__Task requirements__
Every record below is to be restated verbatim, though its images are not.

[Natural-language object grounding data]
####################

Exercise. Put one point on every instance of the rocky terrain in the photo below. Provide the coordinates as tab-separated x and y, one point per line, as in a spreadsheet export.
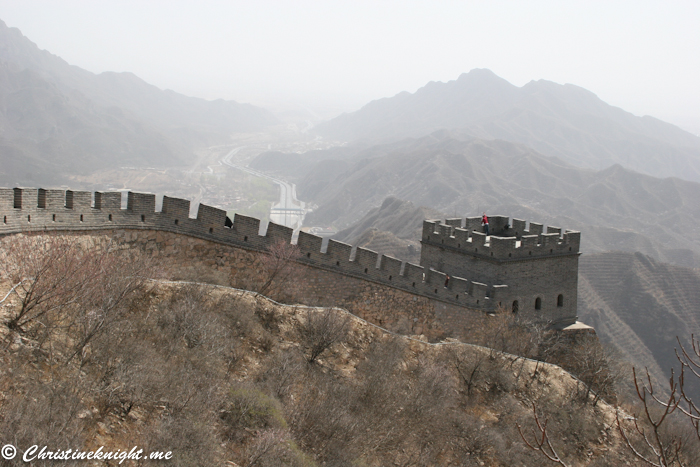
59	120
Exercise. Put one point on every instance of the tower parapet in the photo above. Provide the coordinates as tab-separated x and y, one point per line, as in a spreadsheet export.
530	268
33	210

####################

__Written answer__
Exercise. Put one point on every instance of the rocky terrain in the photo below. Provide the coordinates as tab-separated x and y, one point per line, as in a spreadsheet export.
59	120
Exercise. Put one point on every instance of the tower parapet in the photo above. Provide the coordinates as tab-separated x and y, one point per line, as in a spreadsheet export.
530	268
33	210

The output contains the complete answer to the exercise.